■ Aim of the task ■
Please reproduce the full set of data below exactly.

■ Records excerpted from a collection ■
====
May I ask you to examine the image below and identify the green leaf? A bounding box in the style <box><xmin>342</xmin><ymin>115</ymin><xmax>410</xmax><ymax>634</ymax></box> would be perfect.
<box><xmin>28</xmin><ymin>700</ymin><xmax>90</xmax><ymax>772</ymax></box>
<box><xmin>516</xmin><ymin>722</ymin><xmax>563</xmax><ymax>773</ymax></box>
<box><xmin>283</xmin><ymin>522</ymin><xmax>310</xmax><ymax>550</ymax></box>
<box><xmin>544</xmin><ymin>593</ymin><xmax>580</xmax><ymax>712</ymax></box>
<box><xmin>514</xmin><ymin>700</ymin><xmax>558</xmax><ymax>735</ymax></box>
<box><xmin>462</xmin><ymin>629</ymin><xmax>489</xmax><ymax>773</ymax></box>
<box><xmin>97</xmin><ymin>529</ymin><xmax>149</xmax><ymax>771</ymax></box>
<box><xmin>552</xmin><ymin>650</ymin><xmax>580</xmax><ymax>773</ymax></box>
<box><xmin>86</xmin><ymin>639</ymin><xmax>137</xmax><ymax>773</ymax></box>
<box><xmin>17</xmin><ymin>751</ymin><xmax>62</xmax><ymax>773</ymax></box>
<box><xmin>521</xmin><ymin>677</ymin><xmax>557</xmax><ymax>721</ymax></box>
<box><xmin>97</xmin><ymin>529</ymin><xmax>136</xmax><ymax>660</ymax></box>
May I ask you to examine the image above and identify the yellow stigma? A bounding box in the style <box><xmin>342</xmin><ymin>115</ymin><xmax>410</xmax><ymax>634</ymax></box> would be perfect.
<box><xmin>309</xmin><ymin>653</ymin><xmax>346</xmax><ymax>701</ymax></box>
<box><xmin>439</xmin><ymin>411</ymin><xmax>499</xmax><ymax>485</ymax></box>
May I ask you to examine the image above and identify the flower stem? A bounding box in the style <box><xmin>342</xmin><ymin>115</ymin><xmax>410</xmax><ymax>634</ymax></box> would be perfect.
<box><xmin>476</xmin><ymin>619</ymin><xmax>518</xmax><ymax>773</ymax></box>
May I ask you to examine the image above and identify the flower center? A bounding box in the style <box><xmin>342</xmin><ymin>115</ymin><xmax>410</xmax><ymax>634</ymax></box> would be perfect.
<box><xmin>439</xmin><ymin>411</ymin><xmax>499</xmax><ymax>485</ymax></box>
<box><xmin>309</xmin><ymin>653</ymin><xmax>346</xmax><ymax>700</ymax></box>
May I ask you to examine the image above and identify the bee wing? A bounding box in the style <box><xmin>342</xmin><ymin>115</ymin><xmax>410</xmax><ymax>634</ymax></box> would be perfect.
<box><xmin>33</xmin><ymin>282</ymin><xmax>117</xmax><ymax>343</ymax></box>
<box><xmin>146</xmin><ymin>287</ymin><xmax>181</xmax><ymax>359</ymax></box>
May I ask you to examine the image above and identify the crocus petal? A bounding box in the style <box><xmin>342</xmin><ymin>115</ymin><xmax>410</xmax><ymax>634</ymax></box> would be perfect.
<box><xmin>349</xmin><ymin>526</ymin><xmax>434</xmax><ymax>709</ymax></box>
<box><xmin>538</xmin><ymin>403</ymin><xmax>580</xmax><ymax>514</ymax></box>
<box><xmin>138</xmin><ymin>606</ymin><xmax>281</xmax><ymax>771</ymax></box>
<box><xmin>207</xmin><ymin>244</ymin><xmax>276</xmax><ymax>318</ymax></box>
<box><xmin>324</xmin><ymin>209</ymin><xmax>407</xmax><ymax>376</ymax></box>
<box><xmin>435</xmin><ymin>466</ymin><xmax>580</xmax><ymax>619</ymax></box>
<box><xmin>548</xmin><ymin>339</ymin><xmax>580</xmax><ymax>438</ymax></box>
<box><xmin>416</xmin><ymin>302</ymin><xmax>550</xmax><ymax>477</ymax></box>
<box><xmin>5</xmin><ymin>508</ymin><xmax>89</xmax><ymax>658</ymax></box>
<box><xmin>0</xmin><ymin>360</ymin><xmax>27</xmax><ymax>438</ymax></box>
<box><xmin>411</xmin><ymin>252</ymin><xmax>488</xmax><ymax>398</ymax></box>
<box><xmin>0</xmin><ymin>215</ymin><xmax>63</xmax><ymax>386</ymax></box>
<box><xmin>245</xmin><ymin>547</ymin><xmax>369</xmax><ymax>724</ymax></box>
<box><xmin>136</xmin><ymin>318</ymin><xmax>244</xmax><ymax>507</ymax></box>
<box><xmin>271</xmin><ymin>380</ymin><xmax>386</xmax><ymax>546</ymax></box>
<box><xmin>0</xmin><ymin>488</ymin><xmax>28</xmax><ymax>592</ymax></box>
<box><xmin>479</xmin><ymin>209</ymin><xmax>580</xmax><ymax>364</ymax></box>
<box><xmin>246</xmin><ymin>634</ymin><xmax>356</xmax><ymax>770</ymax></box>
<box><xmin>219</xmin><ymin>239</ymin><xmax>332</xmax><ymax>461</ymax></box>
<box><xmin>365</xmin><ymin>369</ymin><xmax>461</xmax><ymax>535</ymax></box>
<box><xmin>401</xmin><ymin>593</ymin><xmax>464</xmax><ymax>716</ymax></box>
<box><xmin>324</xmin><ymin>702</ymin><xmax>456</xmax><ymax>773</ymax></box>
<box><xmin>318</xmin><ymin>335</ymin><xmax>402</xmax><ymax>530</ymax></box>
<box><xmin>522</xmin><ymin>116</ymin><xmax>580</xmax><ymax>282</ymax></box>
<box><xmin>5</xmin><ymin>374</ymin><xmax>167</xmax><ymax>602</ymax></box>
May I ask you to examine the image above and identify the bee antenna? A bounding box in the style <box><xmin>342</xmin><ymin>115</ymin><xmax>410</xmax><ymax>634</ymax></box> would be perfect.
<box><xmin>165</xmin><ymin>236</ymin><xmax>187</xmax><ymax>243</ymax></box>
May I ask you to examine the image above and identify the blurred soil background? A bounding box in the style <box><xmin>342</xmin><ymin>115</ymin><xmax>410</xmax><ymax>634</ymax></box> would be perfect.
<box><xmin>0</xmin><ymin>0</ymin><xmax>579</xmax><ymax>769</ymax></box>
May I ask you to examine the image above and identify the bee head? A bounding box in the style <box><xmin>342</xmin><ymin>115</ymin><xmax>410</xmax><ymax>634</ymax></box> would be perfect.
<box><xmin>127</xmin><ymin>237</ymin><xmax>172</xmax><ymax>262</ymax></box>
====
■ Output below ■
May I ask you to examine the image below and identify the green leaf? A bounding box in the style <box><xmin>342</xmin><ymin>115</ymin><xmax>410</xmax><ymax>634</ymax></box> would be perfect.
<box><xmin>28</xmin><ymin>700</ymin><xmax>90</xmax><ymax>772</ymax></box>
<box><xmin>516</xmin><ymin>722</ymin><xmax>563</xmax><ymax>773</ymax></box>
<box><xmin>283</xmin><ymin>522</ymin><xmax>310</xmax><ymax>550</ymax></box>
<box><xmin>544</xmin><ymin>593</ymin><xmax>580</xmax><ymax>712</ymax></box>
<box><xmin>514</xmin><ymin>700</ymin><xmax>558</xmax><ymax>735</ymax></box>
<box><xmin>462</xmin><ymin>629</ymin><xmax>489</xmax><ymax>773</ymax></box>
<box><xmin>97</xmin><ymin>529</ymin><xmax>149</xmax><ymax>771</ymax></box>
<box><xmin>552</xmin><ymin>650</ymin><xmax>580</xmax><ymax>773</ymax></box>
<box><xmin>86</xmin><ymin>639</ymin><xmax>137</xmax><ymax>773</ymax></box>
<box><xmin>17</xmin><ymin>751</ymin><xmax>62</xmax><ymax>773</ymax></box>
<box><xmin>521</xmin><ymin>677</ymin><xmax>557</xmax><ymax>721</ymax></box>
<box><xmin>97</xmin><ymin>529</ymin><xmax>136</xmax><ymax>660</ymax></box>
May I ask you to examine the image above and identify the yellow stigma? A bounding box in the style <box><xmin>342</xmin><ymin>115</ymin><xmax>410</xmax><ymax>634</ymax></box> would be perfect.
<box><xmin>309</xmin><ymin>653</ymin><xmax>346</xmax><ymax>701</ymax></box>
<box><xmin>439</xmin><ymin>411</ymin><xmax>499</xmax><ymax>485</ymax></box>
May I ask you to examine the image above and identify the flower stem? A bounding box in the style <box><xmin>342</xmin><ymin>115</ymin><xmax>410</xmax><ymax>634</ymax></box> would be perfect.
<box><xmin>476</xmin><ymin>619</ymin><xmax>518</xmax><ymax>773</ymax></box>
May I ask you to examine the image above and identify the flower center? A bounding box in the style <box><xmin>342</xmin><ymin>115</ymin><xmax>410</xmax><ymax>634</ymax></box> would be perfect.
<box><xmin>439</xmin><ymin>411</ymin><xmax>499</xmax><ymax>485</ymax></box>
<box><xmin>309</xmin><ymin>653</ymin><xmax>346</xmax><ymax>700</ymax></box>
May I ask you to examine the image above and identify the bee wing? A bounding box in the style <box><xmin>342</xmin><ymin>115</ymin><xmax>410</xmax><ymax>634</ymax></box> would be perfect.
<box><xmin>33</xmin><ymin>282</ymin><xmax>117</xmax><ymax>343</ymax></box>
<box><xmin>146</xmin><ymin>287</ymin><xmax>181</xmax><ymax>359</ymax></box>
May I ask you to examine the image above and identify the crocus petal? A bounding box in the style <box><xmin>342</xmin><ymin>115</ymin><xmax>410</xmax><ymax>634</ymax></box> would be perfect.
<box><xmin>349</xmin><ymin>526</ymin><xmax>434</xmax><ymax>709</ymax></box>
<box><xmin>538</xmin><ymin>403</ymin><xmax>580</xmax><ymax>514</ymax></box>
<box><xmin>138</xmin><ymin>606</ymin><xmax>281</xmax><ymax>771</ymax></box>
<box><xmin>207</xmin><ymin>244</ymin><xmax>276</xmax><ymax>318</ymax></box>
<box><xmin>324</xmin><ymin>209</ymin><xmax>407</xmax><ymax>376</ymax></box>
<box><xmin>435</xmin><ymin>466</ymin><xmax>580</xmax><ymax>619</ymax></box>
<box><xmin>548</xmin><ymin>339</ymin><xmax>580</xmax><ymax>438</ymax></box>
<box><xmin>416</xmin><ymin>302</ymin><xmax>550</xmax><ymax>477</ymax></box>
<box><xmin>5</xmin><ymin>508</ymin><xmax>89</xmax><ymax>658</ymax></box>
<box><xmin>0</xmin><ymin>360</ymin><xmax>27</xmax><ymax>438</ymax></box>
<box><xmin>411</xmin><ymin>252</ymin><xmax>488</xmax><ymax>398</ymax></box>
<box><xmin>0</xmin><ymin>215</ymin><xmax>63</xmax><ymax>386</ymax></box>
<box><xmin>245</xmin><ymin>547</ymin><xmax>369</xmax><ymax>724</ymax></box>
<box><xmin>136</xmin><ymin>318</ymin><xmax>244</xmax><ymax>507</ymax></box>
<box><xmin>271</xmin><ymin>380</ymin><xmax>386</xmax><ymax>546</ymax></box>
<box><xmin>0</xmin><ymin>488</ymin><xmax>28</xmax><ymax>592</ymax></box>
<box><xmin>479</xmin><ymin>209</ymin><xmax>580</xmax><ymax>364</ymax></box>
<box><xmin>246</xmin><ymin>634</ymin><xmax>356</xmax><ymax>770</ymax></box>
<box><xmin>219</xmin><ymin>239</ymin><xmax>332</xmax><ymax>461</ymax></box>
<box><xmin>365</xmin><ymin>369</ymin><xmax>461</xmax><ymax>535</ymax></box>
<box><xmin>401</xmin><ymin>593</ymin><xmax>464</xmax><ymax>716</ymax></box>
<box><xmin>324</xmin><ymin>702</ymin><xmax>456</xmax><ymax>773</ymax></box>
<box><xmin>318</xmin><ymin>335</ymin><xmax>402</xmax><ymax>530</ymax></box>
<box><xmin>522</xmin><ymin>116</ymin><xmax>580</xmax><ymax>282</ymax></box>
<box><xmin>5</xmin><ymin>374</ymin><xmax>167</xmax><ymax>602</ymax></box>
May I ask you to examine the image above and identify the bee antenna? A bounding box in the style <box><xmin>342</xmin><ymin>115</ymin><xmax>410</xmax><ymax>634</ymax></box> would be perfect.
<box><xmin>165</xmin><ymin>236</ymin><xmax>187</xmax><ymax>243</ymax></box>
May I ask you to examine the image above and identify the blurred soil background? A bounding box in the style <box><xmin>342</xmin><ymin>115</ymin><xmax>410</xmax><ymax>634</ymax></box> would be perfect.
<box><xmin>0</xmin><ymin>0</ymin><xmax>579</xmax><ymax>769</ymax></box>
May I ask you to examine the image above and identify the bee head? A bounding box in the style <box><xmin>342</xmin><ymin>115</ymin><xmax>410</xmax><ymax>634</ymax></box> would be perfect.
<box><xmin>127</xmin><ymin>237</ymin><xmax>172</xmax><ymax>262</ymax></box>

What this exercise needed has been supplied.